• **Problem details**
Copy out each line of the listing that contains the string "those", treating uppercase and lowercase letters as different.
[START OF Data provided]
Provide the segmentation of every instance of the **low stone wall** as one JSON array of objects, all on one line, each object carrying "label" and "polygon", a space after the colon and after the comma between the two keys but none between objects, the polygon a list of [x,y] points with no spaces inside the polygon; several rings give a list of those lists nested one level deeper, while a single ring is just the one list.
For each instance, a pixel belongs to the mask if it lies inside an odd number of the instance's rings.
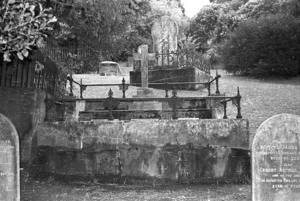
[{"label": "low stone wall", "polygon": [[35,133],[35,165],[46,174],[181,182],[250,175],[244,119],[47,122]]}]

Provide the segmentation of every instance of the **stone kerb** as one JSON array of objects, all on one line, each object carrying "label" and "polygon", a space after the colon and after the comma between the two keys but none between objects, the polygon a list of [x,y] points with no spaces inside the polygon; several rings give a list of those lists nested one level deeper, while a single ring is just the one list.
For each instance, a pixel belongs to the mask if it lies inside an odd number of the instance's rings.
[{"label": "stone kerb", "polygon": [[252,144],[252,200],[300,200],[300,116],[266,120]]},{"label": "stone kerb", "polygon": [[0,114],[0,200],[20,200],[19,138],[11,121]]}]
[END OF Data provided]
• **Answer for this exercise**
Provide the segmentation of every instance of the **low stone wall** as one JSON array of objects, all on one line, each object carrying "label" and "polygon", a space after the colon and after the comma between the two keys but none between objects, the polygon a list of [x,y] points with no spaces inside the polygon; several rings give a list of those lists nested one level deeper, while a single ring is just the one list.
Provide the segmentation of every instance of the **stone kerb** as one JSON array of objects, all on one line, each object carrying "label" and "polygon", a space after the colon and after the comma between the two keys but none between objects, the polygon a list of [x,y] points with no spaces inside the polygon; several rings give a list of those lists nested one level deeper, while a single ring is just the one list.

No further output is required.